__Supplied material__
-*-

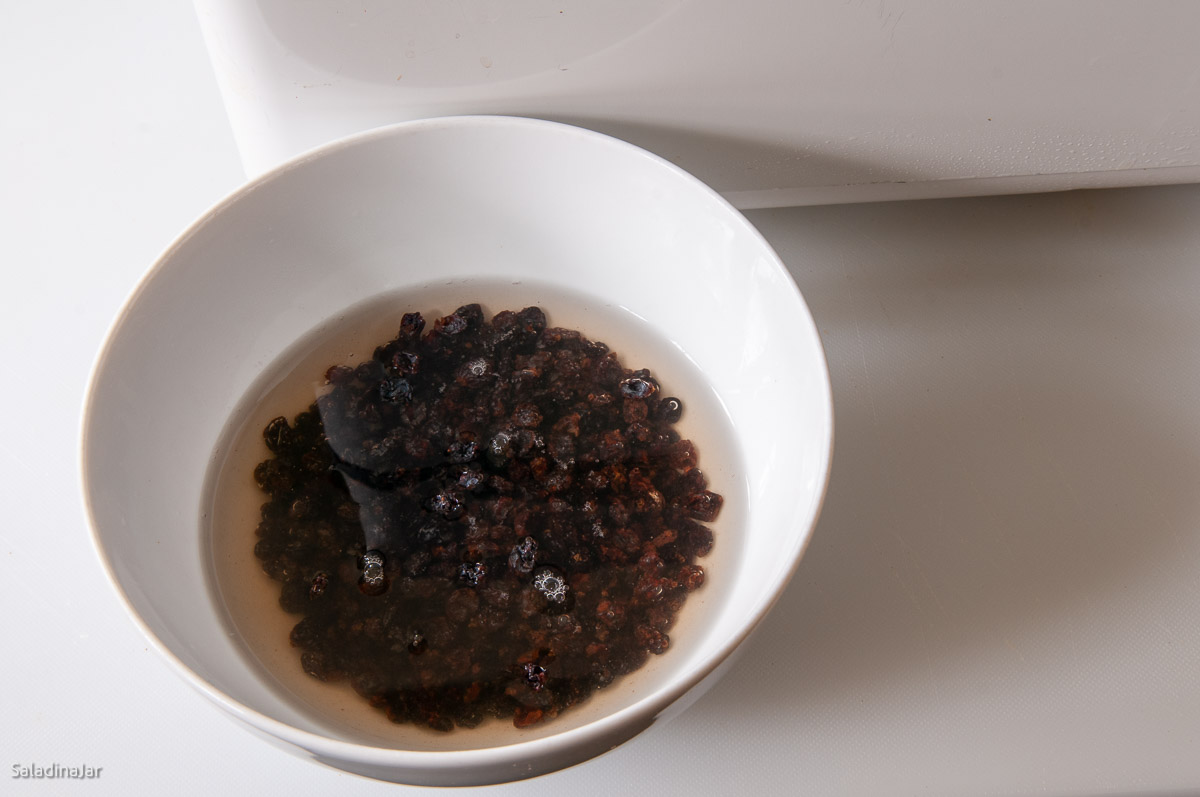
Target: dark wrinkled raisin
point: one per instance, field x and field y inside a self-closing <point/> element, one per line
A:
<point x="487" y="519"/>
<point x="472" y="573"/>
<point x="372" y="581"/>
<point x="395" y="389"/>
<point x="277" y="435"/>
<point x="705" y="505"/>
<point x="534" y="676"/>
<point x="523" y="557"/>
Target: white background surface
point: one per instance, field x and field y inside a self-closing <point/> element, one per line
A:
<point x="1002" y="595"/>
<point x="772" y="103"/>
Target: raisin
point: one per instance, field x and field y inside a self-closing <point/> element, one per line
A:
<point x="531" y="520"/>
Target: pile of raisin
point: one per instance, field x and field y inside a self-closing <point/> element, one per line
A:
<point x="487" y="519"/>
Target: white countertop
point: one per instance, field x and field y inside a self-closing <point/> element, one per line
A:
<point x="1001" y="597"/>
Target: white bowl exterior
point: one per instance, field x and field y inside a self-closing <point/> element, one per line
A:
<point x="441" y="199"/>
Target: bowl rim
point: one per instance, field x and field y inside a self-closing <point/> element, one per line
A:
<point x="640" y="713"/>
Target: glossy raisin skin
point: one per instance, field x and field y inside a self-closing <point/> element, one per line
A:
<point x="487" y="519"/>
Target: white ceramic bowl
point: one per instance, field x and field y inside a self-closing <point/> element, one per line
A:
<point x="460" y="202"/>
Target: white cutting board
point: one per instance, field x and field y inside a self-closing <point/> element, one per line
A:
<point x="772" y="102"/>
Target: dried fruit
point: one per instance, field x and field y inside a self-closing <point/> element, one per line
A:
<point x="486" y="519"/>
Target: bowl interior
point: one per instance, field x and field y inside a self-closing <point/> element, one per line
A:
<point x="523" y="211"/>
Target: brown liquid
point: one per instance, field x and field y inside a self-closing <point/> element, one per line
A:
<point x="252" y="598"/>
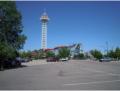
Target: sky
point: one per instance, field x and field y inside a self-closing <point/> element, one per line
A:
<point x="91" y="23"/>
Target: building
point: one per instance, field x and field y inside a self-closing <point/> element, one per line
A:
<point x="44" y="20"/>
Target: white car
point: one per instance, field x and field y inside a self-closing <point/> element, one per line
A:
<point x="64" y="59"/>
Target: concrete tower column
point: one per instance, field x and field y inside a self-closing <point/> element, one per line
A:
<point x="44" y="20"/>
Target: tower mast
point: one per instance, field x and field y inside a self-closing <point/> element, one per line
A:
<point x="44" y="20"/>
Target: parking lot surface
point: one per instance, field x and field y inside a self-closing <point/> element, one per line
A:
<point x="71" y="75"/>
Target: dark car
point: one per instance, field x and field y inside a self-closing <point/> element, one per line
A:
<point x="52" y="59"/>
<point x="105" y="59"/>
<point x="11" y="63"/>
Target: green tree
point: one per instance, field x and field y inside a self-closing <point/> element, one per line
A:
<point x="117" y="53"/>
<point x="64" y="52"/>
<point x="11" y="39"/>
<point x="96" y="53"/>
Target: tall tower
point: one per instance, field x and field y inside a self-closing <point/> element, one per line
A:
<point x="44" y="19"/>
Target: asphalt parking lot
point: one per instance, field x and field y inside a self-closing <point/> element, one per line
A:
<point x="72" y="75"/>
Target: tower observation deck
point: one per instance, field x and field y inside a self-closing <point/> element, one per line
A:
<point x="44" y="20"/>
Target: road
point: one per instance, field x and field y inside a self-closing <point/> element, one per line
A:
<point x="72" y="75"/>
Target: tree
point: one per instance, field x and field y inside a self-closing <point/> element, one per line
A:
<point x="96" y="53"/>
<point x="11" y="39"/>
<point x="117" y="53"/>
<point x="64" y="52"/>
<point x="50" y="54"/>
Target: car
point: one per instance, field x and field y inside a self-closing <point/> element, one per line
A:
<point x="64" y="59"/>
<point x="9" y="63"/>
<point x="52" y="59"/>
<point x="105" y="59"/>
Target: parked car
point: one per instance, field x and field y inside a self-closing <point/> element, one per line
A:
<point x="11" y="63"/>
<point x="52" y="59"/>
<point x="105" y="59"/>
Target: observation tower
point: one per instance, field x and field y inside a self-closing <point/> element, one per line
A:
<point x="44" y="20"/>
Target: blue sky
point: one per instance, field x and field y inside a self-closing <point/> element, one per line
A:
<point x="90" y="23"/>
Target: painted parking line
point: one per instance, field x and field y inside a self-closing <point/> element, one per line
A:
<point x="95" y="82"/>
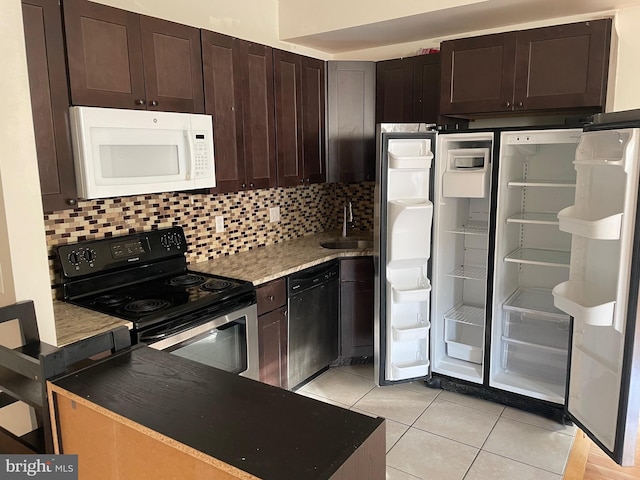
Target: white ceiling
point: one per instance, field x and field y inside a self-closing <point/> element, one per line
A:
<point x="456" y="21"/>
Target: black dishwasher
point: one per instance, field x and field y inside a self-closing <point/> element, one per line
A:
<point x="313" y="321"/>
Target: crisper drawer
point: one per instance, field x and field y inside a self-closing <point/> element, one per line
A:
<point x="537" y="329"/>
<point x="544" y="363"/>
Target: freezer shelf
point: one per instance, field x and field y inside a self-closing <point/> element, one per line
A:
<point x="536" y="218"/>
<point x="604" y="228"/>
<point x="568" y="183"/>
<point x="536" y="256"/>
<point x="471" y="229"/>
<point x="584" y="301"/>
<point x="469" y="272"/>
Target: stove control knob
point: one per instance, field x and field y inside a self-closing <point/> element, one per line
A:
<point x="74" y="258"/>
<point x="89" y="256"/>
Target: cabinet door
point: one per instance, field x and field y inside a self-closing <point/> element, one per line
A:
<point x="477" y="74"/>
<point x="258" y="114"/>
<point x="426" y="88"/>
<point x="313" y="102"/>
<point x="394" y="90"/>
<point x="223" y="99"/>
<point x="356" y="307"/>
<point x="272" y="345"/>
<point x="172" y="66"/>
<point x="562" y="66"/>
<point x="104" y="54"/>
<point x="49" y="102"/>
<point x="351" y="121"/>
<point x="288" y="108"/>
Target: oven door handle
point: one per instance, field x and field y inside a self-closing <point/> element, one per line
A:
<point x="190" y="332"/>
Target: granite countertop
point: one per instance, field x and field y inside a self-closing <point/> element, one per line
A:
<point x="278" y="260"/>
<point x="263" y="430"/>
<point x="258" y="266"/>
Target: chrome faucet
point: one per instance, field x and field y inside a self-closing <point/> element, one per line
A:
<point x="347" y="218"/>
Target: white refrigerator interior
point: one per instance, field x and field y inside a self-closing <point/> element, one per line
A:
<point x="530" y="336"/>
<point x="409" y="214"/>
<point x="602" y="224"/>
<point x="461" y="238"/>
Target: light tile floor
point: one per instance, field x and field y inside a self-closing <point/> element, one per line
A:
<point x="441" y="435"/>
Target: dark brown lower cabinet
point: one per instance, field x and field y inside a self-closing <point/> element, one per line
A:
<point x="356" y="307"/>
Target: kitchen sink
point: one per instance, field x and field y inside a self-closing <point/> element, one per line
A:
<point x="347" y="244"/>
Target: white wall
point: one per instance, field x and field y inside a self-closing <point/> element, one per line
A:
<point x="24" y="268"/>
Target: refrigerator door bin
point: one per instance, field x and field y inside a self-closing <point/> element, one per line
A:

-*-

__Exercise brief__
Copy the material above exactly and drop the pictures.

__Complete response__
Target: dark wrinkled raisin
point: one per instance, field x and field y inside a self-closing <point/> element, one per line
A:
<point x="487" y="519"/>
<point x="472" y="573"/>
<point x="372" y="581"/>
<point x="395" y="389"/>
<point x="277" y="435"/>
<point x="705" y="505"/>
<point x="534" y="676"/>
<point x="523" y="557"/>
Target: white background surface
point: one per instance, field x and field y inside a self-closing <point/> element, one per line
A:
<point x="1002" y="595"/>
<point x="772" y="103"/>
Target: raisin
point: one per instance, field x and field y inside a self-closing <point/> element, one per line
A:
<point x="531" y="520"/>
Target: pile of raisin
point: one per instance, field x and field y inside a self-closing <point/> element, one per line
A:
<point x="487" y="519"/>
Target: white countertop
point: one per instance, field x and field y inside a self-closing <point/> element, one per line
A:
<point x="1001" y="597"/>
Target: white bowl exterior
point: one per instance, field x and field y inside a self-closing <point/> element, one per line
A:
<point x="441" y="199"/>
Target: bowl rim
point: one per instance, field x and field y inside a self-closing <point/> element, one per line
A:
<point x="640" y="713"/>
Target: glossy raisin skin
point: one per instance, field x and field y inside a self-closing <point/> element, one per line
A:
<point x="487" y="519"/>
Target: white ceramic bowl
point: one per instance, field x and field y inside a self-closing <point/> element, one per line
A:
<point x="460" y="202"/>
Target: white cutting board
point: one per instance, field x and field y inside a self-closing <point/> element, one per line
A:
<point x="772" y="102"/>
Target: dried fruit
point: one per instance, field x and field y inside a self-closing <point/> element, one per line
A:
<point x="486" y="519"/>
Target: bowl interior
point: one per instance, field x and field y inside a self-closing <point/> element, one per line
A:
<point x="523" y="211"/>
Target: brown liquid
point: one per instance, field x and field y inside a self-closing <point/> element, one per line
A:
<point x="252" y="598"/>
Target: sky
point: one per instance, field x and field y inside a self-closing <point/> element, one per line
A:
<point x="91" y="23"/>
Target: building
point: one per instance, field x and field y inside a self-closing <point/> element, one per line
A:
<point x="44" y="20"/>
Target: white car
point: one per instance, field x and field y inside a self-closing <point/> element, one per line
A:
<point x="64" y="59"/>
Target: concrete tower column
point: one per instance, field x and field y inside a self-closing <point/> element, one per line
A:
<point x="44" y="20"/>
Target: tower mast
point: one per instance, field x and field y inside a self-closing <point/> element, one per line
A:
<point x="44" y="20"/>
Target: parking lot surface
point: one per instance, field x and field y inside a self-closing <point/> element, one per line
A:
<point x="71" y="75"/>
Target: dark car
point: one per instance, field x and field y inside a self-closing <point/> element, one per line
A:
<point x="52" y="59"/>
<point x="105" y="59"/>
<point x="11" y="63"/>
Target: green tree
point: one per instance, field x and field y inside a self-closing <point/> element, one per line
A:
<point x="117" y="53"/>
<point x="64" y="52"/>
<point x="11" y="39"/>
<point x="96" y="53"/>
Target: tall tower
point: one per instance, field x and field y inside a self-closing <point/> element, one per line
A:
<point x="44" y="19"/>
Target: asphalt parking lot
point: one per instance, field x and field y inside a self-closing <point/> element, one per line
A:
<point x="72" y="75"/>
Target: tower observation deck
point: one per instance, field x and field y inside a self-closing <point/> element, one per line
A:
<point x="44" y="20"/>
Target: road
point: one per instance, field x and field y inside a self-closing <point/> element, one per line
A:
<point x="72" y="75"/>
Target: tree
point: one per instance, field x and field y inside a self-closing <point/> element, one per line
A:
<point x="96" y="53"/>
<point x="11" y="39"/>
<point x="117" y="53"/>
<point x="64" y="52"/>
<point x="50" y="54"/>
Target: car
point: one per instance, field x and field y inside a self-closing <point/> element, one per line
A:
<point x="64" y="59"/>
<point x="9" y="63"/>
<point x="52" y="59"/>
<point x="105" y="59"/>
Target: parked car
point: one per instance, field x and field y inside a self-closing <point/> element, one per line
A:
<point x="11" y="63"/>
<point x="52" y="59"/>
<point x="105" y="59"/>
Target: observation tower
point: one per instance, field x and field y inside a self-closing <point/> element, one per line
A:
<point x="44" y="20"/>
Target: blue sky
point: one per instance, field x and field y inside a self-closing <point/> element, one per line
A:
<point x="90" y="23"/>
Target: painted parking line
point: one per instance, field x and field y inside a self-closing <point/> element, one per line
A:
<point x="95" y="82"/>
Target: white ceiling
point: one per instance, field x and field y inside a self-closing <point/> element, one per line
A:
<point x="456" y="21"/>
Target: black dishwasher
point: one per instance, field x and field y inside a self-closing <point/> element, one per line
A:
<point x="313" y="321"/>
Target: crisper drawer
point: one per instance, field x and field y inside a self-closing <point/> element, one per line
A:
<point x="537" y="329"/>
<point x="544" y="363"/>
Target: freezer shelf
point: one per instance, field x and field y inside a self-closing <point/> element, one per line
A:
<point x="536" y="218"/>
<point x="604" y="228"/>
<point x="568" y="183"/>
<point x="536" y="256"/>
<point x="471" y="229"/>
<point x="584" y="301"/>
<point x="469" y="272"/>
Target: stove control knob
point: one per instance, field x and field y inside a self-closing <point/> element, one per line
A:
<point x="74" y="258"/>
<point x="89" y="256"/>
Target: cabinet door
point: one per instance, field x and field y inside a self-closing <point/> element, one per line
A:
<point x="477" y="74"/>
<point x="258" y="114"/>
<point x="426" y="88"/>
<point x="313" y="102"/>
<point x="394" y="90"/>
<point x="223" y="99"/>
<point x="356" y="307"/>
<point x="272" y="345"/>
<point x="172" y="66"/>
<point x="562" y="66"/>
<point x="104" y="54"/>
<point x="49" y="102"/>
<point x="351" y="121"/>
<point x="288" y="108"/>
Target: oven door handle
point: one per instance, field x and field y inside a self-closing <point/> element, one per line
A:
<point x="190" y="332"/>
Target: granite countertop
point: one per instance, field x and field y inside a self-closing <point/> element, one per line
A:
<point x="278" y="260"/>
<point x="263" y="430"/>
<point x="258" y="266"/>
Target: chrome faucet
point: one per instance, field x and field y inside a self-closing <point/> element, one per line
A:
<point x="347" y="218"/>
Target: white refrigerator interior
point: one per instance, field x and field y inside a self-closing <point/> element, one per line
A:
<point x="530" y="336"/>
<point x="409" y="214"/>
<point x="602" y="224"/>
<point x="461" y="238"/>
Target: light tile floor
point: one per instance, field x and field y inside a self-closing <point/> element, one per line
A:
<point x="441" y="435"/>
Target: dark brown lower cabinet
point: one per instance, field x and field y inside a self-closing <point/> element, one per line
A:
<point x="356" y="307"/>
Target: kitchen sink
point: one per instance, field x and field y inside a self-closing <point/> element, one per line
A:
<point x="347" y="244"/>
Target: white wall
point: one per instance, field x and field y inside a self-closing <point/> element, one per line
A:
<point x="24" y="268"/>
Target: refrigerator door bin
point: one per instance, field x and field y inside a self-closing <point/> element, one per line
A:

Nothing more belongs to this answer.